**Page:**

Dejobaan’s latest game might have the most unwieldy name of all the IGF entries, but it’s also probably the most literally descriptive: its base-jumping core isn’t about flying so much as free-falling, with bonuses for stylishly skirting its floating cities on the way down and tossing flourishes or fingers toward your fans while you get there.
A Slow Year • Atari 2600, PC, Mac • Ian Bogost • www
Nominated for: Nuovo Award
Can I Play It Right Now? Not yet.
The sharpest among you will remember that A Slow Year isn’t the first ‘zen’-like experience professor, researcher, and occasional Colbert guest Ian Bogost has designed for the Atari 2600: that honor goes to his Guru Meditation, a stillness simulator created for the retro-tech Wii Balance Board-ish “Joyboard” later ported to the iPhone, in which players win by sitting motionless for as long as possible.
A Slow Year takes that zen inspiration a step further with four interactive haiku — games about maximizing your quiet sunrise pleasure before your morning coffee gets cold, guessing the time/distance between a lightning strike and its accompanying peal of thunder, or closing your eyes and anticipating where a floating stick will be when you re-open them — that, on completion, will be sold as a new 2600 cartridge, along with a book of poetry.
Closure • PC, Mac • Closure Team • www
Nominated for: Excellence in Audio, Nuovo Award, Technical Excellence
Can I Play It Right Now? In its early Flash form, yes!

[Stored items]
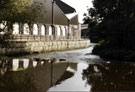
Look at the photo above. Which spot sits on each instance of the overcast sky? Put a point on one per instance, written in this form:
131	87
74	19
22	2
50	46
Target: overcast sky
80	6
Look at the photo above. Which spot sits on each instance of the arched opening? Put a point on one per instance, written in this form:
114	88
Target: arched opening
35	29
26	29
50	30
43	30
64	31
16	28
58	31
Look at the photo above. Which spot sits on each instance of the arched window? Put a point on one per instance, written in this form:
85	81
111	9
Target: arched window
43	30
16	28
64	31
58	31
26	29
35	29
50	30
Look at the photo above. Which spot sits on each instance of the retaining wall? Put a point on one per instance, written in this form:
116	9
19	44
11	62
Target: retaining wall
44	46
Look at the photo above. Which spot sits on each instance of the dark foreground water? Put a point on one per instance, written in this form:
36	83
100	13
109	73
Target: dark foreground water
76	70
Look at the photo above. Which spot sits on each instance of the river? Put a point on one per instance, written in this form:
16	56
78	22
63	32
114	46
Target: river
75	70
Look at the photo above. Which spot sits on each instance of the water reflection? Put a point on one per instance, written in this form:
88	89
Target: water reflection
35	75
110	77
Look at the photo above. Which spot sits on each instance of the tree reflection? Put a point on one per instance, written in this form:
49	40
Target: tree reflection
110	77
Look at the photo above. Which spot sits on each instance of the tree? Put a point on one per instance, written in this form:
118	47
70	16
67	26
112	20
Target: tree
114	28
12	11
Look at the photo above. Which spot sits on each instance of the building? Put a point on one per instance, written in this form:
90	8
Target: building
56	28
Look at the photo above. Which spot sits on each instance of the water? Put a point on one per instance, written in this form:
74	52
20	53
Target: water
76	70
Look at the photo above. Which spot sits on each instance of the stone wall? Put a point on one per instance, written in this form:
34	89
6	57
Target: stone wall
44	46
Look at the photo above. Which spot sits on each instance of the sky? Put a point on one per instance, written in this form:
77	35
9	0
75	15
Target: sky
81	6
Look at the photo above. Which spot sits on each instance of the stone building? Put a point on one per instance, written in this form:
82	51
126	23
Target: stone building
56	28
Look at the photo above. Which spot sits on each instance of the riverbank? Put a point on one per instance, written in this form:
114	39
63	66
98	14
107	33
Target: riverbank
29	47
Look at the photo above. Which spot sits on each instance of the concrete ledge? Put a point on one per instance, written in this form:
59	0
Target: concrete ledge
44	46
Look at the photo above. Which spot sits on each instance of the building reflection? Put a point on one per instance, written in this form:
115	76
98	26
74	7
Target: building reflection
110	77
35	75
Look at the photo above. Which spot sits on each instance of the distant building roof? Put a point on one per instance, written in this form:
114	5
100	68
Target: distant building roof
65	7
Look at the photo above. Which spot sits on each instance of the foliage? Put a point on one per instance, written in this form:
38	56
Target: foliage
21	11
113	21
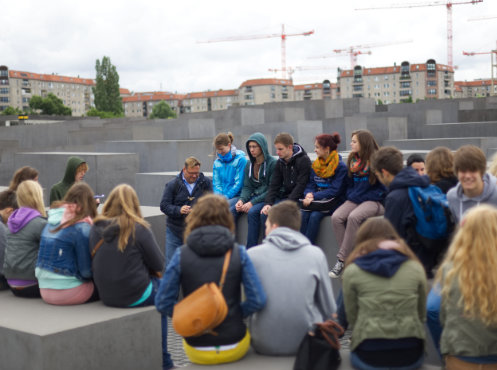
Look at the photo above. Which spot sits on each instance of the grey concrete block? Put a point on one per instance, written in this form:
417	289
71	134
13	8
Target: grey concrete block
466	105
433	116
38	336
106	169
162	155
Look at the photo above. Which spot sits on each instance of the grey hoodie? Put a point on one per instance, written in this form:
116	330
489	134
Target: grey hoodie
460	203
294	275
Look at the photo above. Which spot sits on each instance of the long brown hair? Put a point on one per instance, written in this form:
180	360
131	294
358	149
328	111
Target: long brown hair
368	146
23	174
80	194
373	231
123	208
211	209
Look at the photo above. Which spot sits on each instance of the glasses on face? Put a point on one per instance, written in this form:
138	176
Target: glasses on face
191	173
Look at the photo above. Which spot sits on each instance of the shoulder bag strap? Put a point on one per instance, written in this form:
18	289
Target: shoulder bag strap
227	258
97	247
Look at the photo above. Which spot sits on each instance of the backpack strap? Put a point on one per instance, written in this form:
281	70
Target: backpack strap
97	247
227	258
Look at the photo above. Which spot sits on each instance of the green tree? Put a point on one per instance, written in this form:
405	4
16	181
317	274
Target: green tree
51	105
162	110
106	90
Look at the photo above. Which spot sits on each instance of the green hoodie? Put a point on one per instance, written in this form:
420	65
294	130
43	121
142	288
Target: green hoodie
59	190
255	190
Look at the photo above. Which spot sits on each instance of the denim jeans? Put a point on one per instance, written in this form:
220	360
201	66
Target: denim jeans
173	242
310	224
433	303
357	363
167	362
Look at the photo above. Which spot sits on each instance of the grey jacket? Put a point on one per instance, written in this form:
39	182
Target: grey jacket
460	203
22	250
294	275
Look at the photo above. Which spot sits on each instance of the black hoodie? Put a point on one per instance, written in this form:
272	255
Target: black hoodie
290	178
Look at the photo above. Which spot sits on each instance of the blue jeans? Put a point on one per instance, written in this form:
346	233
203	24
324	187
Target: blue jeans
433	303
173	242
254	222
310	224
357	363
167	362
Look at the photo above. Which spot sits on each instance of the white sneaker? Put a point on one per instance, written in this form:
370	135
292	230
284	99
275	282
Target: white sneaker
337	270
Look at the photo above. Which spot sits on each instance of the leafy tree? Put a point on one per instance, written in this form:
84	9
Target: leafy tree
11	111
51	105
162	110
106	90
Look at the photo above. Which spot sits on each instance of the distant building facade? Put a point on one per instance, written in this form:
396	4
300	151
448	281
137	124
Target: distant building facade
17	88
475	89
315	91
396	84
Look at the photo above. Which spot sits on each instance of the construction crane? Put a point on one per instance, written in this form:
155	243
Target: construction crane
283	35
354	51
448	5
493	65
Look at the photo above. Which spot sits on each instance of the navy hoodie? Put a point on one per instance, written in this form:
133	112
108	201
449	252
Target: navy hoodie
398	207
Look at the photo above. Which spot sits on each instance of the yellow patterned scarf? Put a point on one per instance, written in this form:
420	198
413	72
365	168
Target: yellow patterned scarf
325	168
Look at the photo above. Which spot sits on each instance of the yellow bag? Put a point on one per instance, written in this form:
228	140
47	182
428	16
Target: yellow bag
203	309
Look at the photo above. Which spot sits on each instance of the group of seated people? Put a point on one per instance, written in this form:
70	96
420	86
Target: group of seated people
383	263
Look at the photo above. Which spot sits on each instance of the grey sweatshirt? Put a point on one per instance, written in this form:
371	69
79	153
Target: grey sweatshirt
294	275
460	203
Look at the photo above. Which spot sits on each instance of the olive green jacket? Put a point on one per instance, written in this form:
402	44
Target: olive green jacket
387	308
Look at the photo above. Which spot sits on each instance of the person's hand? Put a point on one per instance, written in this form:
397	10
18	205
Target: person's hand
185	210
246	207
238	206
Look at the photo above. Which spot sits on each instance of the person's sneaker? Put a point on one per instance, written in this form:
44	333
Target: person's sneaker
337	270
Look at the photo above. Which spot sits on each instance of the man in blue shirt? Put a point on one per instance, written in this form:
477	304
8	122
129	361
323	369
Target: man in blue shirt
177	200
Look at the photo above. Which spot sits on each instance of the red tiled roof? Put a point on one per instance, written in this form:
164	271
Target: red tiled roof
394	69
156	96
266	81
51	78
211	94
474	83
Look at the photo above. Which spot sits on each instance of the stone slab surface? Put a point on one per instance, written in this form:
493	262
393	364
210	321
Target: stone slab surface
106	169
38	336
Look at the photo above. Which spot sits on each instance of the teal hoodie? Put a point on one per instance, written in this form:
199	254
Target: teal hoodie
59	190
255	190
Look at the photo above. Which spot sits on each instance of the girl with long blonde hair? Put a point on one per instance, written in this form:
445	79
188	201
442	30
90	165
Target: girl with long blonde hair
466	282
63	269
127	262
25	226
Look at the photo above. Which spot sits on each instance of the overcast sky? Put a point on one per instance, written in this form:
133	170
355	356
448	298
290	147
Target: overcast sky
155	43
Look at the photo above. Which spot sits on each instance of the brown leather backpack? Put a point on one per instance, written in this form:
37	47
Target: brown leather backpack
203	309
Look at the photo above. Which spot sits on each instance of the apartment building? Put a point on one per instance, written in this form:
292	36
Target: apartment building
396	84
475	89
265	90
208	101
142	104
17	88
315	91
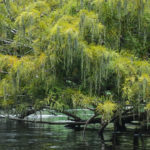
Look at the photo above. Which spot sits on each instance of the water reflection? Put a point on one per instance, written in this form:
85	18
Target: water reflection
23	136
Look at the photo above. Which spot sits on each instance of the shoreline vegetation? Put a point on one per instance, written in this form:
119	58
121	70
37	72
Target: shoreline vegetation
69	54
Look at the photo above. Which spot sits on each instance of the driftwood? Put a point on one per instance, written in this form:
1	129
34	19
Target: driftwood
82	122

**Set of tasks:**
1. In the IGF article, what award is A Slow Year nominated for?
2. Extract the passage of the IGF article from "Dejobaan’s latest game" up to and including "long as possible.".
3. Continue the IGF article from where it stops.
The listing has no connection to the IGF article.

**Replies:**
1. A Slow Year is nominated for the Nuovo Award.

2.
Dejobaan’s latest game might have the most unwieldy name of all the IGF entries, but it’s also probably the most literally descriptive: its base-jumping core isn’t about flying so much as free-falling, with bonuses for stylishly skirting its floating cities on the way down and tossing flourishes or fingers toward your fans while you get there.
A Slow Year • Atari 2600, PC, Mac • Ian Bogost • www
Nominated for: Nuovo Award
Can I Play It Right Now? Not yet.
The sharpest among you will remember that A Slow Year isn’t the first ‘zen’-like experience professor, researcher, and occasional Colbert guest Ian Bogost has designed for the Atari 2600: that honor goes to his Guru Meditation, a stillness simulator created for the retro-tech Wii Balance Board-ish “Joyboard” later ported to the iPhone, in which players win by sitting motionless for as long as possible.

3.
If you’ve played Tyler Glaiel and company’s original Flash prototype of Closure you’ve only scratches its surface, as the team rebuilds the game from the ground up as a PC, Mac and quite likely a console experience.
If you haven’t, start there now: Closure is the very definition of Gestalt-gaming, where what you can’t see is quite literally not there — if the floor is not lit, there is no floor, and the borders of cast light can be jumped on like platforms — and in its new form is twice as terrifying as you wend your way through its horrible nightmarish blackness.
Cogs • PC, iPhone • Lazy 8 Studios • www
Nominated for: Excellence in Design
Can I Play It Right Now? Yes!
Cogs wears its design on its sleeve: it is little more than a brass and woodwork steampunk tile-swapping game, but what’s surprising is how much variety and startlingly clever puzzle design they’ve been able to twist out of that simple premise, as your playfield expands into further dimensions and shapes.
With an iPhone port due before the end of January and its PC version already available (alongside user-created puzzle swapping), you’ll likely be hearing much more about Lazy 8’s game soon.
Enviro-Bear 2000 • PC, iPhone • Justin Smith • www
Nominated for: Nuovo Award
Can I Play It Right Now? Yes! And on your iPhone, too!
Enviro-Bear‘s one of those jokes that never seems to get old, and takes on its own life once it’s told. Built as a one-off competition entry based on ‘cockpit’ games, Justin Smith’s managed to notch up its knee-slap premise — bears can’t drive cars! — by utilizing a real-ish physics model that makes its ever-increasing cockpit chaos that much more manic.
There is, quite simply, no better simulator of high pressure, unskilled driving (bar maybe attempting Grand Theft Auto IV‘s drunk driving while actually drunk yourself), especially when each consecutive collision brings a heavy rain of branches, bees and rabid badgers that all have to be dealt with via your one non-steering hand.
Heroes of Newerth • PC, Mac, Linux • S2 Games • www
Nominated for: Technical Excellence
Can I Play It Right Now? Currently only in closed beta.
Heroes of Newerth might be somewhat of an odd-man-out on this list, with a sizable and long-standing team behind it (the same as behind strategy/shooter/RPG series Savage) and one of the most traditional designs in the competition, a ‘Defense of the Ancients‘-alike inspired by the original Warcraft mod.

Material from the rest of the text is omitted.